▶ **SOURCE MATERIAL**

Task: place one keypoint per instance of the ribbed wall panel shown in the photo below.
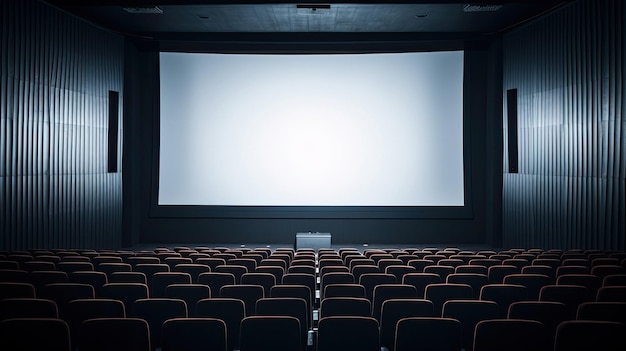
(56, 74)
(569, 70)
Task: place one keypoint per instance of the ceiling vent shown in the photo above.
(481, 8)
(152, 10)
(313, 9)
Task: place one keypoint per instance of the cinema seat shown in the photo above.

▶ **PROBLEM**
Where pictures appear, skip them and transcribe all other material word for word.

▶ **SOLUTION TO THE PROBLEM**
Task: place one keypoint per instance of the ribbed wall panel shown in the photo below.
(56, 74)
(569, 70)
Task: place one keypoint per instance of the ceiling vent shown in the photo above.
(481, 8)
(152, 10)
(313, 9)
Task: place one keypoint per instance of the cinema seat shown in the photo above.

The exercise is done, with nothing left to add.